*** Opening of Data extracts ***
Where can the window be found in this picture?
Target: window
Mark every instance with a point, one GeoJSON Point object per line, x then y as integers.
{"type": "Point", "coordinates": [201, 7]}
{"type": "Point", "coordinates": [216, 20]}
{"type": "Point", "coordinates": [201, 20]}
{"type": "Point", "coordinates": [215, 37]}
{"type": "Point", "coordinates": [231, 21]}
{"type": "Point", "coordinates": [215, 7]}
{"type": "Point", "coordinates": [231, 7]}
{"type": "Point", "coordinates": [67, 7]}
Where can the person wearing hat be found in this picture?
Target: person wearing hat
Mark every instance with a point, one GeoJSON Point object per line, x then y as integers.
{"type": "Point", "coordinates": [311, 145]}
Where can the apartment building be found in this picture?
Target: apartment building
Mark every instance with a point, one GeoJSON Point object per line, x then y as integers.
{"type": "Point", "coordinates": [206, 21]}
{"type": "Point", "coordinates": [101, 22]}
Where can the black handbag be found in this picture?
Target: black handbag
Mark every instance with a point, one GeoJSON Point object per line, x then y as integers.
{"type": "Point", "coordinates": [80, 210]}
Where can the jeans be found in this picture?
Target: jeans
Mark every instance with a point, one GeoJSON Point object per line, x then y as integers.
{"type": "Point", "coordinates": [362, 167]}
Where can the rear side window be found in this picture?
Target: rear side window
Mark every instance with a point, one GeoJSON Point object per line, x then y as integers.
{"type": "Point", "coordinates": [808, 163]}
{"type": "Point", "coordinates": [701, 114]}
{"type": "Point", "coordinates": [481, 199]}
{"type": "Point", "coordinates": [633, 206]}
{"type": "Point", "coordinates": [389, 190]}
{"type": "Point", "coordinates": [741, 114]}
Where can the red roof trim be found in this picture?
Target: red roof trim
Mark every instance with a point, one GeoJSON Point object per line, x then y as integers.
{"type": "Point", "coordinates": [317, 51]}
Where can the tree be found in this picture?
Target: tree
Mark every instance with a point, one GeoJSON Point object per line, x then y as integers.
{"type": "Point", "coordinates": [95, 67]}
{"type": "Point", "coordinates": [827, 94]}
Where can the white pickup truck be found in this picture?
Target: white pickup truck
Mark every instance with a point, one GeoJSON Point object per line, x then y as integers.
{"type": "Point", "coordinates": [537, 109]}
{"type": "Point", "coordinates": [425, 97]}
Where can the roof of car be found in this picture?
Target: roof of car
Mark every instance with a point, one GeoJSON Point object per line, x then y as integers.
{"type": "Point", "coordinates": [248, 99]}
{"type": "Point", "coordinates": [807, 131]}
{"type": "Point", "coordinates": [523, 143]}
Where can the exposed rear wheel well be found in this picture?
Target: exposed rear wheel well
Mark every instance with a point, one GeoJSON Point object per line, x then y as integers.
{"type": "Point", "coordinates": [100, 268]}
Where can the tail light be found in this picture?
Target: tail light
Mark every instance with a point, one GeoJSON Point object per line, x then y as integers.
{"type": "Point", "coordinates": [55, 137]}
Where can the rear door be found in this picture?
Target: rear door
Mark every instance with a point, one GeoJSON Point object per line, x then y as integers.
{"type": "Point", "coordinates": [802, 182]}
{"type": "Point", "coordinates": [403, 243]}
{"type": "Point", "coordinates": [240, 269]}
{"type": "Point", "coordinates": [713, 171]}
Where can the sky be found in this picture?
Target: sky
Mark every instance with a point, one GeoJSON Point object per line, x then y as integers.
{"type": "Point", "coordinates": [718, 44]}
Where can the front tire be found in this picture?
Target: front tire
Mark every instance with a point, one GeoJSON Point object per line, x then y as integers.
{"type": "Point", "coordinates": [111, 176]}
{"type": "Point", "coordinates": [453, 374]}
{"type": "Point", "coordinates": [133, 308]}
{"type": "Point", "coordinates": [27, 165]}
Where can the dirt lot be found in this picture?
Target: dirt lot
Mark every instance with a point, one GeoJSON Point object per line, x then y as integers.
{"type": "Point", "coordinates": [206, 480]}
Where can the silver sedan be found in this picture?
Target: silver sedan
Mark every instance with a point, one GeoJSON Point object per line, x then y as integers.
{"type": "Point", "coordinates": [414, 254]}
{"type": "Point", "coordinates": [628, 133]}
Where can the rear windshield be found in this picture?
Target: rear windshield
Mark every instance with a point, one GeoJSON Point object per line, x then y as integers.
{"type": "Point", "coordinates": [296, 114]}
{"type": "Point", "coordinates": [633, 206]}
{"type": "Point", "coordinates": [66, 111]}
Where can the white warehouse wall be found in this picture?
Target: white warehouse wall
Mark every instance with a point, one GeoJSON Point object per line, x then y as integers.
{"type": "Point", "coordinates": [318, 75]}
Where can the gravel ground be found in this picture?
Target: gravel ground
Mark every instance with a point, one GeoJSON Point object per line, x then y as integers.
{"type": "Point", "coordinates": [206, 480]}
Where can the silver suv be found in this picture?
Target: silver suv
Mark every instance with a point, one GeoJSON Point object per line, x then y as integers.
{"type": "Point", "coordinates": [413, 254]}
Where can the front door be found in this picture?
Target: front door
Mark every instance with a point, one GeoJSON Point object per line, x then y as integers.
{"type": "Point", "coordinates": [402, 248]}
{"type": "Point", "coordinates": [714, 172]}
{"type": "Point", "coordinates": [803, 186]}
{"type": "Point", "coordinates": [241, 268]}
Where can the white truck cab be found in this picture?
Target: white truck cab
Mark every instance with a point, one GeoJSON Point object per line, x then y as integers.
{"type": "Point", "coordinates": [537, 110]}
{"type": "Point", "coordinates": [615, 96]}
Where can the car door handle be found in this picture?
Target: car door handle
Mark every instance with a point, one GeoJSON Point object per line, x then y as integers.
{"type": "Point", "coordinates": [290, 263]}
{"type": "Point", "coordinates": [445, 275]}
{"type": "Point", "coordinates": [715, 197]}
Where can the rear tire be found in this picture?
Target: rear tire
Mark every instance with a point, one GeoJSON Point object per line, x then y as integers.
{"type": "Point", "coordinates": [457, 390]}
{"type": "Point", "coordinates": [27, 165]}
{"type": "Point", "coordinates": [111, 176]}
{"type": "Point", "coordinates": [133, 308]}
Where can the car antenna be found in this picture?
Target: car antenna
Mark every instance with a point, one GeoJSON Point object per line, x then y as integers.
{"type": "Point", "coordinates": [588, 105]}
*** Close of Data extracts ***
• _Exercise prompt_: Pull out every line of the records above that contains the word "white".

• _Finished exercise_:
Where can the white pickup truck be found in this picture?
Target: white pickup truck
Where can the white warehouse wall be found in this picture?
Target: white warehouse wall
Where can the white truck cab be found in this picture?
Target: white truck cab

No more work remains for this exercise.